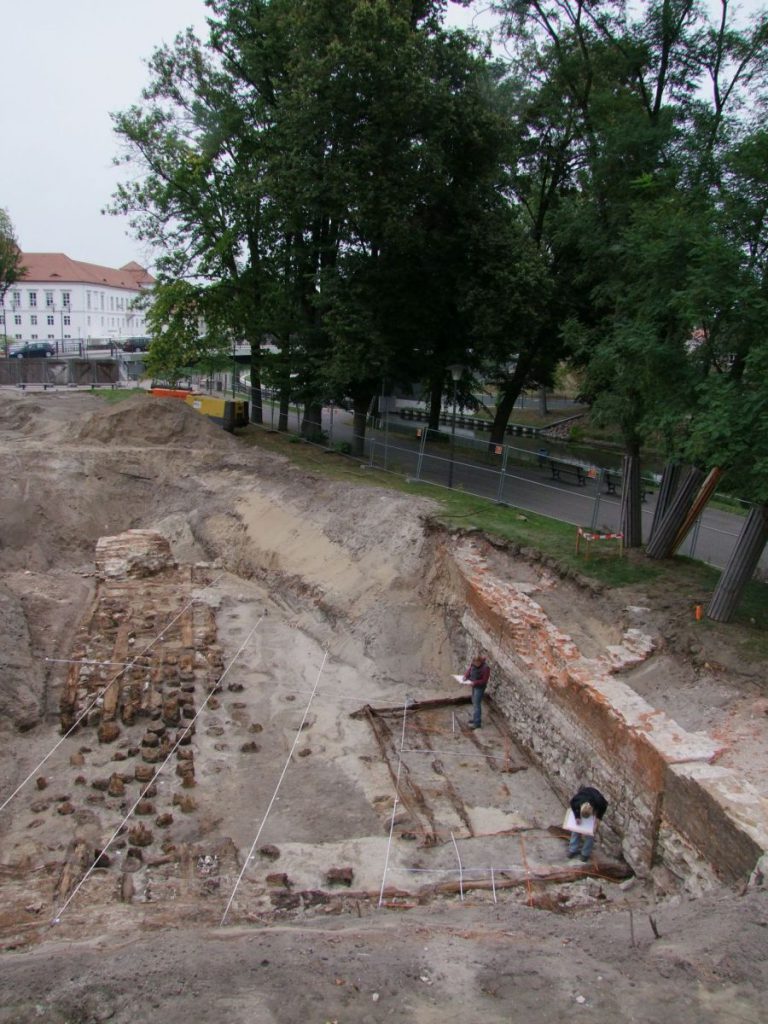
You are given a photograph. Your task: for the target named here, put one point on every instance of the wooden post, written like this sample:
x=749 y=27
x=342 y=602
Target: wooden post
x=741 y=564
x=662 y=544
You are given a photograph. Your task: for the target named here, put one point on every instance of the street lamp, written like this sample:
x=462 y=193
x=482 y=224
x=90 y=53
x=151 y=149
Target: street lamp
x=456 y=374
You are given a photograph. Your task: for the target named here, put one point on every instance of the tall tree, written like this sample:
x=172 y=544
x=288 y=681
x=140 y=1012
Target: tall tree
x=648 y=153
x=10 y=255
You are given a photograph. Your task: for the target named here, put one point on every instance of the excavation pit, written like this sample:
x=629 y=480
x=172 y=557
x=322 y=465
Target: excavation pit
x=289 y=604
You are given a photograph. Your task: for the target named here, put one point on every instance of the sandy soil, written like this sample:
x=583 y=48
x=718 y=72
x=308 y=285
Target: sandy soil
x=320 y=593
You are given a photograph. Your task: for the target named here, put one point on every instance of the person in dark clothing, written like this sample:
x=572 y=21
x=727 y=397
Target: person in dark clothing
x=586 y=803
x=478 y=674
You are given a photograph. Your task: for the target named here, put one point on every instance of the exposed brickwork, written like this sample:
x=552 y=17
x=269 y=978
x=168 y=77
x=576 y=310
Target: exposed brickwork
x=584 y=724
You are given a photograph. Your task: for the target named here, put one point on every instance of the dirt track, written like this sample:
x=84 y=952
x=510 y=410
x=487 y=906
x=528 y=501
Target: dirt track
x=338 y=580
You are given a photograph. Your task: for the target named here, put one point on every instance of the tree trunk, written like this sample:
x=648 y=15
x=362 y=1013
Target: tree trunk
x=663 y=543
x=667 y=491
x=740 y=567
x=503 y=413
x=285 y=404
x=311 y=421
x=631 y=521
x=361 y=402
x=256 y=407
x=359 y=420
x=435 y=402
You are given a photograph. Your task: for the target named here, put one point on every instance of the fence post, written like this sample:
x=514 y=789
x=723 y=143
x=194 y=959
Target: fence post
x=500 y=492
x=421 y=453
x=596 y=506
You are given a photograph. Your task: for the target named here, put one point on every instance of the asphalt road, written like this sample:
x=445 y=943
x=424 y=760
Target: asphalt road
x=525 y=486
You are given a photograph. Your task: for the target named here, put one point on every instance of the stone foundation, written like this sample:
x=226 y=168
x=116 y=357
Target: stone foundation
x=583 y=725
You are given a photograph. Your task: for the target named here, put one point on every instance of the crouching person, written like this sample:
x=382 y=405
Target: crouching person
x=588 y=804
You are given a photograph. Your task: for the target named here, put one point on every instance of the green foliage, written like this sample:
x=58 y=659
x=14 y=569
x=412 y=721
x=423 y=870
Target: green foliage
x=10 y=255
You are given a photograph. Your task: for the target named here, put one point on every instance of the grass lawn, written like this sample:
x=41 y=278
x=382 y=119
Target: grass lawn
x=693 y=582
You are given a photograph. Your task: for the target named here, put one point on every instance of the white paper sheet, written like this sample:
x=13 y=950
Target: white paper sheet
x=586 y=825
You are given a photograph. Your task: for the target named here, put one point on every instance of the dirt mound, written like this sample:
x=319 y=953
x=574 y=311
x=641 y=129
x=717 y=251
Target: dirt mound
x=153 y=421
x=22 y=417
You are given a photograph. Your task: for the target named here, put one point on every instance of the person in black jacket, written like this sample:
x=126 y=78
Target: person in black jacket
x=478 y=674
x=585 y=804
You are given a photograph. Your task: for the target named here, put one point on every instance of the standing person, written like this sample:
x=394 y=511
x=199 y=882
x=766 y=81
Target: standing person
x=586 y=803
x=478 y=674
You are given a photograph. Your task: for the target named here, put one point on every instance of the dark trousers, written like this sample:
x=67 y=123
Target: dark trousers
x=477 y=692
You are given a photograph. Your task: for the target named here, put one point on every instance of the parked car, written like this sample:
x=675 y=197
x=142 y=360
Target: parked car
x=135 y=344
x=33 y=350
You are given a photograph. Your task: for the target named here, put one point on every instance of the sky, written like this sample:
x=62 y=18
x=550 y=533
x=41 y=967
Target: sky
x=64 y=68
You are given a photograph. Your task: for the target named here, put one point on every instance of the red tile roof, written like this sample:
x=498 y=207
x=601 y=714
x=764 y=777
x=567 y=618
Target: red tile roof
x=57 y=268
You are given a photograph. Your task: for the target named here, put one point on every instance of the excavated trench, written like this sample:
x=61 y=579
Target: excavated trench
x=260 y=721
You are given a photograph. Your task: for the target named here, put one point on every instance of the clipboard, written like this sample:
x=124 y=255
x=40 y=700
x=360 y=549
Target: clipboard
x=586 y=826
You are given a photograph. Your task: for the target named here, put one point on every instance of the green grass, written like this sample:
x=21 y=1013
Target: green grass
x=690 y=582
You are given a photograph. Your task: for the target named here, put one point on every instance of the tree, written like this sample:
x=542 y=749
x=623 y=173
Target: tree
x=647 y=156
x=10 y=255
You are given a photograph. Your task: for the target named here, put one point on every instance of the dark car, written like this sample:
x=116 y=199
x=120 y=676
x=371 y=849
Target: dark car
x=34 y=350
x=135 y=344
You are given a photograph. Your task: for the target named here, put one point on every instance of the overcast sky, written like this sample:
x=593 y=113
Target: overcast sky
x=65 y=66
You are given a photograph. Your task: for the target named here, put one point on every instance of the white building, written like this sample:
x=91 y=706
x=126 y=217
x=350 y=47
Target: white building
x=73 y=303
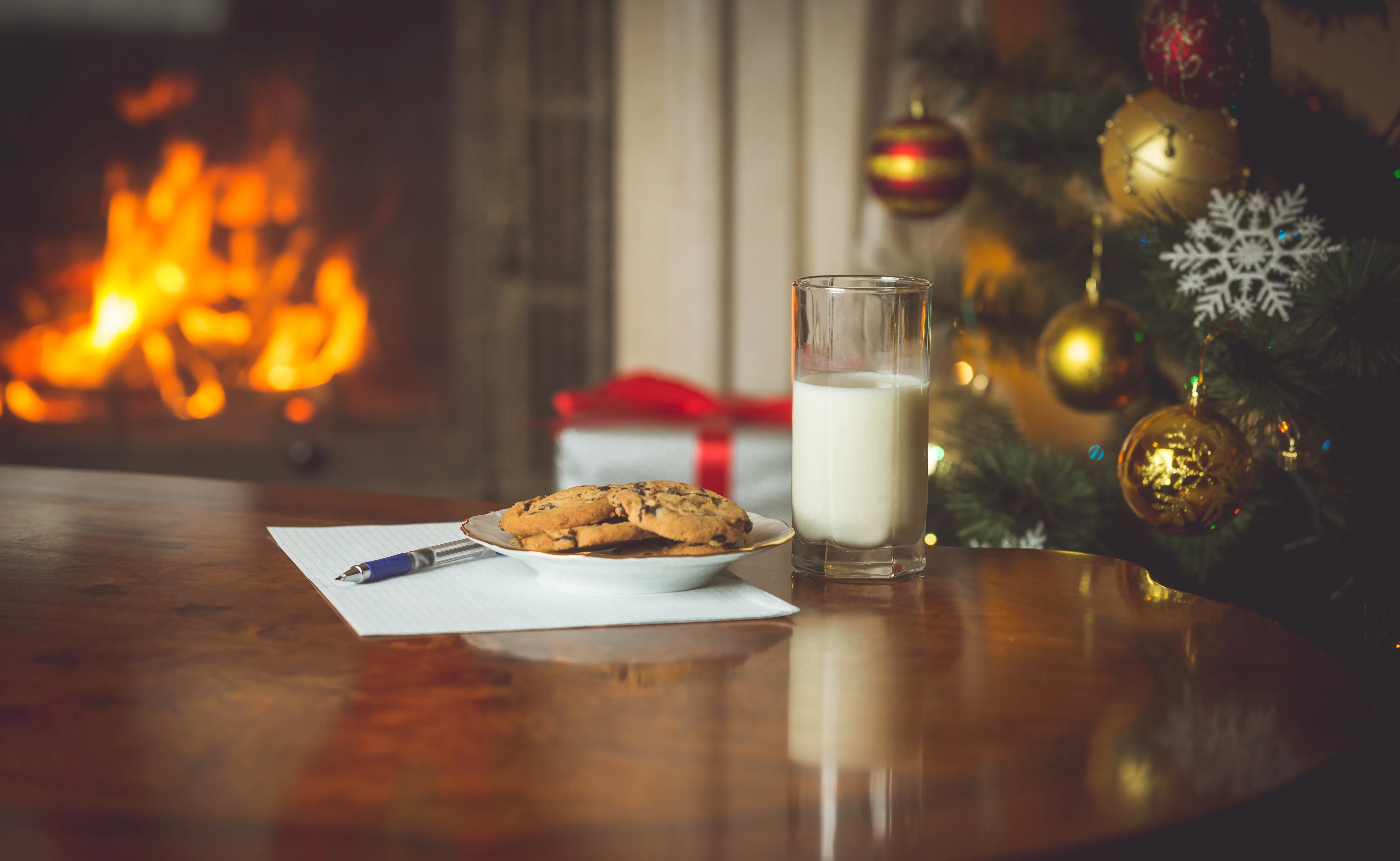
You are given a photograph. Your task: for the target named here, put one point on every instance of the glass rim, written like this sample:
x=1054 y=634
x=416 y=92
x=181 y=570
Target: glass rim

===============

** Exercise aim **
Reproduce the records word for word from their first line through the line containing "x=320 y=593", including both ends. Leave the pictures out.

** Answer to this exercise **
You are given a photograph. Your task: for the target named here, put one point on every instance of the wooden post, written like this sample:
x=749 y=27
x=342 y=602
Target: wooden post
x=741 y=564
x=662 y=544
You are given a photograph. Your task: for the target named here, put one point on every instance of the street lamp, written like this sample:
x=462 y=193
x=482 y=224
x=90 y=53
x=151 y=149
Target: street lamp
x=456 y=374
You are given a photograph. Your task: for the target named here, put one point on every instance of the tall tree, written like this sample:
x=172 y=544
x=288 y=681
x=140 y=1012
Target: tall tree
x=648 y=153
x=10 y=255
You are given a photograph. Your task: for the target named here, put one point on every instance of the excavation pit, written like this sample:
x=629 y=480
x=172 y=557
x=322 y=465
Target: excavation pit
x=289 y=604
You are given a photograph. Your task: for the target named here, put one point on every instance of the sandy soil, written like this sample:
x=583 y=48
x=718 y=72
x=308 y=285
Target: sandy soil
x=320 y=593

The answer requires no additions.